**Excerto da página**
▼

Há uma semana, escrevi aqui sobre a necessidade de uma "oposição liberal moderada", o que é o mesmo que há muito tempo defendo. Escolhi as palavras e a sua ligação, substantivo e adjectivo, com um cuidado guatemalteco, recordando-me do seu poder ilusório, do seu enorme poder porque é ilusório. Escrevi uma "oposição liberal moderada", como podia ter também ter escrito uma "oposição liberal reformista", o que ofende os puristas, e parece querer dizer nada, mas diz bastante. O que não dá, nem eu a procuro, é identidade pelo nome. É liberalismo, mas não é o "liberalismo". É a prática mais do que a doutrina, porque, se houver pulsão liberal, basta-me. Se em cada medida de política se escolher a que mais nos dá liberdade, política, social, económica, cultural, é esse o caminho. É mais facilmente distinguir e escolher assim do que numa discussão doutrinária abstracta.

▲

**Registos extraídos**
▼

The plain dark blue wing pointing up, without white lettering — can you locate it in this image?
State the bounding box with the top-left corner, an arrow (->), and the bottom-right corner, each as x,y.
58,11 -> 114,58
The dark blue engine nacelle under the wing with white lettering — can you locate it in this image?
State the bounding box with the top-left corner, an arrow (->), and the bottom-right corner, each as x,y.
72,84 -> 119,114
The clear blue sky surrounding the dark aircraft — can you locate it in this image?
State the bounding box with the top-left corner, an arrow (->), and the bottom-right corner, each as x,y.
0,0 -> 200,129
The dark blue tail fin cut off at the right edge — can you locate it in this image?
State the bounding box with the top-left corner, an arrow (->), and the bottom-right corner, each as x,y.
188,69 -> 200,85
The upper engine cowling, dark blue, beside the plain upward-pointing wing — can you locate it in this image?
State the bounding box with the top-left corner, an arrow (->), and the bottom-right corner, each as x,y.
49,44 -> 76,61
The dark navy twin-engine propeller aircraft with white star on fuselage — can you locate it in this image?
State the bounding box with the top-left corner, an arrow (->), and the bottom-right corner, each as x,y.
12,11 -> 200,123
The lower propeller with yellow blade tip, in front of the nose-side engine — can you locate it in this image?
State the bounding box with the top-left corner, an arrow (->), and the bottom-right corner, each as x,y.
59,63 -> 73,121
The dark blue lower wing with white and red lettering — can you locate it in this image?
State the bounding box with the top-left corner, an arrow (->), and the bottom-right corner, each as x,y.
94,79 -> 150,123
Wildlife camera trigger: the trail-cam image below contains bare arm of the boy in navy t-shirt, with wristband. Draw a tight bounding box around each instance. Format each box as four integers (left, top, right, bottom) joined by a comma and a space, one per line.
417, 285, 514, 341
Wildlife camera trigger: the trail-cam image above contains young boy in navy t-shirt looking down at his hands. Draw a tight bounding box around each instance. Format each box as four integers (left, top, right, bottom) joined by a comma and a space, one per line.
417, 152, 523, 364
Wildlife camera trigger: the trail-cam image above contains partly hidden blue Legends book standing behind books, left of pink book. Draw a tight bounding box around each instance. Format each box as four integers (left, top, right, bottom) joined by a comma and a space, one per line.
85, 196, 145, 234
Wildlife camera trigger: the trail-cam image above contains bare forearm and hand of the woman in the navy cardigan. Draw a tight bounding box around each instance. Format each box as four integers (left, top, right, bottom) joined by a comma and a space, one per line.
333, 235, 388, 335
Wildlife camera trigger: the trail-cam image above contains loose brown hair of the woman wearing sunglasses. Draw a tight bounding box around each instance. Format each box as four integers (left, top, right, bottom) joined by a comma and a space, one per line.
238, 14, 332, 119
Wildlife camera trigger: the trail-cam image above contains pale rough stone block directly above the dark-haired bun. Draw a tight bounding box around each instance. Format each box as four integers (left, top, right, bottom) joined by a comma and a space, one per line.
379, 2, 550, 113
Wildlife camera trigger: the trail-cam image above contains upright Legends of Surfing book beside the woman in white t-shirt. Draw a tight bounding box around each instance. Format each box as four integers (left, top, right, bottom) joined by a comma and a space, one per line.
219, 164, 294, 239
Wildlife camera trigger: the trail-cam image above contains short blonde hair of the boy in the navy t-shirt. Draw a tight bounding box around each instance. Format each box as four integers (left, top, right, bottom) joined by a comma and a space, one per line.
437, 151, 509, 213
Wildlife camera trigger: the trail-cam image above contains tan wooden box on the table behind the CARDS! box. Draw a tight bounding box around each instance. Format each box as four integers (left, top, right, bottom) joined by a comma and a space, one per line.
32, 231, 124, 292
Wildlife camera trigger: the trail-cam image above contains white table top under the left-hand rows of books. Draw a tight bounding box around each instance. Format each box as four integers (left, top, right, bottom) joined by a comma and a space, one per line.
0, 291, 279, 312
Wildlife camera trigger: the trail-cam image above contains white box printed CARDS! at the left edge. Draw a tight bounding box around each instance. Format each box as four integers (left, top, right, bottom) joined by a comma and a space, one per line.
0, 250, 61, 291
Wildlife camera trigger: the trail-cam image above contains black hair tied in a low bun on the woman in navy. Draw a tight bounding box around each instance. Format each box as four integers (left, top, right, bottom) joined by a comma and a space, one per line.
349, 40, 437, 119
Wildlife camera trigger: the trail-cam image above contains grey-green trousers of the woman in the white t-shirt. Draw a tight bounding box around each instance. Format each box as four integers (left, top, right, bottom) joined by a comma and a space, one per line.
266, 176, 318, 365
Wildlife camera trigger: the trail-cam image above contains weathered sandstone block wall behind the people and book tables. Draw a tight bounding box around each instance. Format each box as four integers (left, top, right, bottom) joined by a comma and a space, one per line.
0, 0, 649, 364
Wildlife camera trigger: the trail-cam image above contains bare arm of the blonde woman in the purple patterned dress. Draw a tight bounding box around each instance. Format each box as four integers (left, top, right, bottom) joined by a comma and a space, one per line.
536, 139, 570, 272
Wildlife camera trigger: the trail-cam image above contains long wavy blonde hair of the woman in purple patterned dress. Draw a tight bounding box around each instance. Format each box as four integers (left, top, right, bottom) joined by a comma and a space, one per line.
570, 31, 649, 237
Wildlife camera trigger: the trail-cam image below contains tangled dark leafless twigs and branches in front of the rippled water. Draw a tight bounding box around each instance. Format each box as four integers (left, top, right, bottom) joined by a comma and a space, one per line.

▲
▼

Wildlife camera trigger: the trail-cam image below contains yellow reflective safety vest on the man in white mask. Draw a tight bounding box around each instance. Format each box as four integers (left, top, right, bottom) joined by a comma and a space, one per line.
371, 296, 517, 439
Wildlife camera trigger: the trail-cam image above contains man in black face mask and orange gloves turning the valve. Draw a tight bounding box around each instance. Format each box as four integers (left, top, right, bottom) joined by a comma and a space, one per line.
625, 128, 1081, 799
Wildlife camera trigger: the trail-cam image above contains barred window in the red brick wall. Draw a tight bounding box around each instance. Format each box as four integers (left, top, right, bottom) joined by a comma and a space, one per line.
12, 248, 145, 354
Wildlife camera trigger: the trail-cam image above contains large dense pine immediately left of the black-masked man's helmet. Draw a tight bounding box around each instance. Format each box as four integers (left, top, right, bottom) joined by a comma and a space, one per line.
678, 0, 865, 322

▲
▼

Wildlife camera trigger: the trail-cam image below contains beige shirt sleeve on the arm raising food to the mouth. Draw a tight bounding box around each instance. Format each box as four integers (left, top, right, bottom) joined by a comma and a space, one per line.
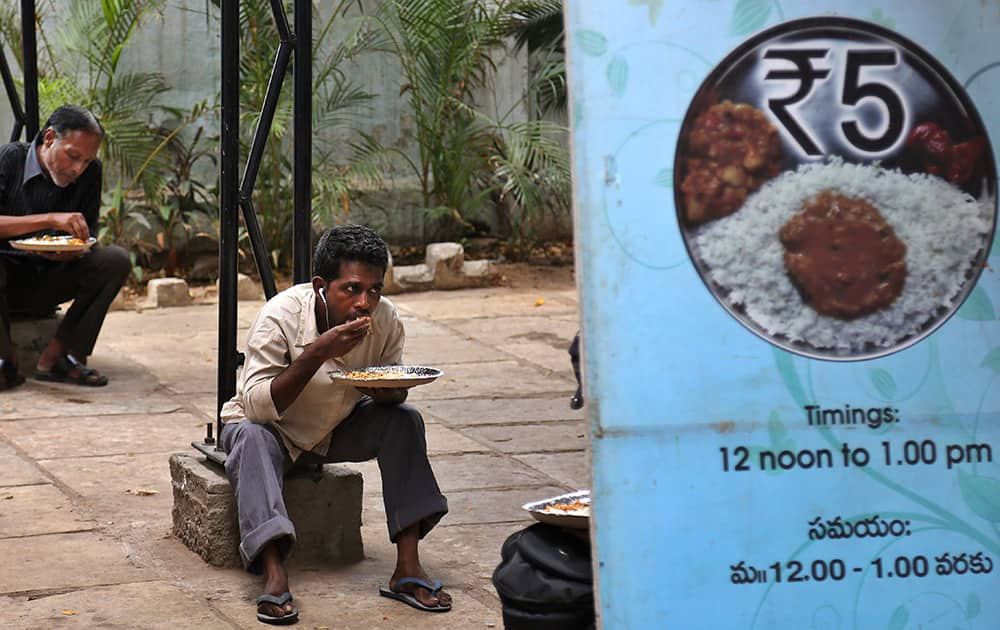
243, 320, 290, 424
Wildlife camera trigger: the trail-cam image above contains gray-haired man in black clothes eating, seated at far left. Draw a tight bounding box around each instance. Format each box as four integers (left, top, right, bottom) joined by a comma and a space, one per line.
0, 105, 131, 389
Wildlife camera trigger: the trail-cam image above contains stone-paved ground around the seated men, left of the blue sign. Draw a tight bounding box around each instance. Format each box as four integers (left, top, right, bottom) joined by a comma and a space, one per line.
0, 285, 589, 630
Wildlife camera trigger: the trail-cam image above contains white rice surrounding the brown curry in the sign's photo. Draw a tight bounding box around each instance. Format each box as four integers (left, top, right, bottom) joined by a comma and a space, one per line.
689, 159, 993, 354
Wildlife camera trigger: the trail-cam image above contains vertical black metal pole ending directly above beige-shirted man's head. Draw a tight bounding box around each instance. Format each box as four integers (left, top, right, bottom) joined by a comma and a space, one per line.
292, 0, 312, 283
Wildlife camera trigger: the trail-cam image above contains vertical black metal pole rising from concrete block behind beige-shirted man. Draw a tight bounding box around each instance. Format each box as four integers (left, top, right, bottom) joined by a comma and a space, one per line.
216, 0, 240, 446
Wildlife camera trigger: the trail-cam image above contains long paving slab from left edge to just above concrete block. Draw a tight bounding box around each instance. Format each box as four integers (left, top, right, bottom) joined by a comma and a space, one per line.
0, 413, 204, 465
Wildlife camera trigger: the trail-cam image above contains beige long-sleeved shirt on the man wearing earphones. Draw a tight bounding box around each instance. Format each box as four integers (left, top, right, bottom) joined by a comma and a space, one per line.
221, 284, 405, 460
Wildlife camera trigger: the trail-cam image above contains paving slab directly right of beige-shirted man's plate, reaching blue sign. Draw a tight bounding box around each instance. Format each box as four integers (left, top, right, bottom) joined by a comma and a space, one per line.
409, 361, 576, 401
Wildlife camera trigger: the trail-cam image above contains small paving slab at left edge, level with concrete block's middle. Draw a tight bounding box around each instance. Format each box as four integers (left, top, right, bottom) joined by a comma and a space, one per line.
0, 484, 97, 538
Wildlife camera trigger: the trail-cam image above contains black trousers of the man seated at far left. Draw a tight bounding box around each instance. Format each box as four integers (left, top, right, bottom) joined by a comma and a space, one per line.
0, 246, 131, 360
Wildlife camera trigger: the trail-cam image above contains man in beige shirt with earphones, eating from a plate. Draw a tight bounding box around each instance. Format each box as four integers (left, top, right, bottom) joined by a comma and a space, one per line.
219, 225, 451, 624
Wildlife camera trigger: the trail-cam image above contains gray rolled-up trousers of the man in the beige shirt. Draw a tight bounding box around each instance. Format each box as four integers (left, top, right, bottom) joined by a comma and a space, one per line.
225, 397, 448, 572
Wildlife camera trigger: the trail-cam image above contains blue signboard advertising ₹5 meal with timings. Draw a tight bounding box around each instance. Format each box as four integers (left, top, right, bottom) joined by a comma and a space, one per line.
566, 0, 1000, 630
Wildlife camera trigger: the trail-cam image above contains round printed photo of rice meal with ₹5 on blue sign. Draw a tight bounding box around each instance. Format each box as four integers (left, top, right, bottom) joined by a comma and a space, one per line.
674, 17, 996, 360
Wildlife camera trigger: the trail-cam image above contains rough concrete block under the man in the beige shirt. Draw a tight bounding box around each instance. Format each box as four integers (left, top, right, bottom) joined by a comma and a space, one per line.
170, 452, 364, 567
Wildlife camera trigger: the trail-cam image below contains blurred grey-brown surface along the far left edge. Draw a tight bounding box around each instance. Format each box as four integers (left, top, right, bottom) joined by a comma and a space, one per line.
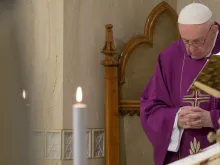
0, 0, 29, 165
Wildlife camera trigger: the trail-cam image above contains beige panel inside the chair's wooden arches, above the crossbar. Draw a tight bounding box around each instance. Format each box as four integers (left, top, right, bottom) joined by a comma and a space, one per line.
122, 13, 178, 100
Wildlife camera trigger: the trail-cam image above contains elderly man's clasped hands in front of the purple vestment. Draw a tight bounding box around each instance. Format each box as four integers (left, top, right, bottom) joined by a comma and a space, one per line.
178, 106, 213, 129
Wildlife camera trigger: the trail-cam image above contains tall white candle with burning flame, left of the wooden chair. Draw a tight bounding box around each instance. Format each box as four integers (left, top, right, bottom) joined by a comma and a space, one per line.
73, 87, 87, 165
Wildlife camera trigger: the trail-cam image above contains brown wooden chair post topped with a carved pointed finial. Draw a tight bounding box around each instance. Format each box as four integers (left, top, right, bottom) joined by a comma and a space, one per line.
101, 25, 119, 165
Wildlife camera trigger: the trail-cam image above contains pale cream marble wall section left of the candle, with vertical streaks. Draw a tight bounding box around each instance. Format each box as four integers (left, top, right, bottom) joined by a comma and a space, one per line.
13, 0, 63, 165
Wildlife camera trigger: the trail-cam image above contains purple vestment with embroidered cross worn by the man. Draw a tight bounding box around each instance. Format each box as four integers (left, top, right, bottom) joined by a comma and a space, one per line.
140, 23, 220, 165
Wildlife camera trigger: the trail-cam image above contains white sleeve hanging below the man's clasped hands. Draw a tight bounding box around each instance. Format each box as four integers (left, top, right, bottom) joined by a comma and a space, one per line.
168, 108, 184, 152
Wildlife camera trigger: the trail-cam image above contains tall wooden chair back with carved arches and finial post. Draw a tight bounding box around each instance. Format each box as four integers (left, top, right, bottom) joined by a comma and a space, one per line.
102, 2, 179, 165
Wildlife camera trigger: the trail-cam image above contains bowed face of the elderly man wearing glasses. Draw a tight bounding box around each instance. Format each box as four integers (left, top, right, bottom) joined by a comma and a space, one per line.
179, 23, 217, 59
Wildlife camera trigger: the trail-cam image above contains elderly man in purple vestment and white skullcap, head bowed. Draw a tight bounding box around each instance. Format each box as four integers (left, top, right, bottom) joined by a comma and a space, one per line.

▲

**Complete o seguinte**
(a) Indique se cada afirmação está de acordo com o excerto sobre a oposição liberal moderada, respondendo sim ou não e citando as palavras exatas do excerto que o decidem: (i) O texto sobre a "oposição liberal moderada" foi escrito há um mês. (ii) O excerto dá mais peso à discussão doutrinária abstracta do que à prática. (iii) A expressão "oposição liberal reformista" ofende os puristas.
(b) Segundo o excerto sobre a oposição liberal moderada, que tipos de liberdade devem orientar a escolha em cada medida de política?
(c) Continue o excerto sobre a oposição liberal moderada a partir da última frase apresentada.

**Respostas por item**
(a)
(i) Não: "Há uma semana, escrevi aqui sobre a necessidade de uma "oposição liberal moderada"".
(ii) Não: "É a prática mais do que a doutrina".
(iii) Sim: "uma "oposição liberal reformista", o que ofende os puristas".

(b) A liberdade política, social, económica e cultural.

(c)
Não me interessa discutir a privatização dos rios, posso bem deixá-la para um longínquo futuro, mas já me importa combater pela saída do Estado dos partidos políticos, das centrais sindicais, das confederações patronais, das companhias de teatro subsidiadas, das "bolsas para escritores", do futebol, dos órgãos de comunicação social, ou seja do negócio da propaganda, do subsídio e da protecção. Feito isto, expulsado o Estado de onde ele não deve estar, nem muito nem pouco, podemos passar para onde ele deve estar minimamente. É que sem Estado mínimo, não há justiça social. O Estado máximo que temos é a melhor garantia de que os recursos escassos serão sempre mais para os que não precisam do que para os que precisam. E é isso que me interessa, não é ter uma camisola com o nome de liberalismo ao peito.

E eu acho, certamente com a mesma cegueira daquelas conversas guatemaltecas, que somos bem capazes de distinguir entre uma solução liberal e uma estatista e escolher entre as duas. Se vamos para os dogmas, perdemo-nos; se olharmos para as políticas, achamo-nos. Mais do que liberalismo pela cartilha doutrinária eu quero políticas liberais, vontade liberal, gosto irredutível por todas as liberdades. Se não, no puede ser.

(No Público.)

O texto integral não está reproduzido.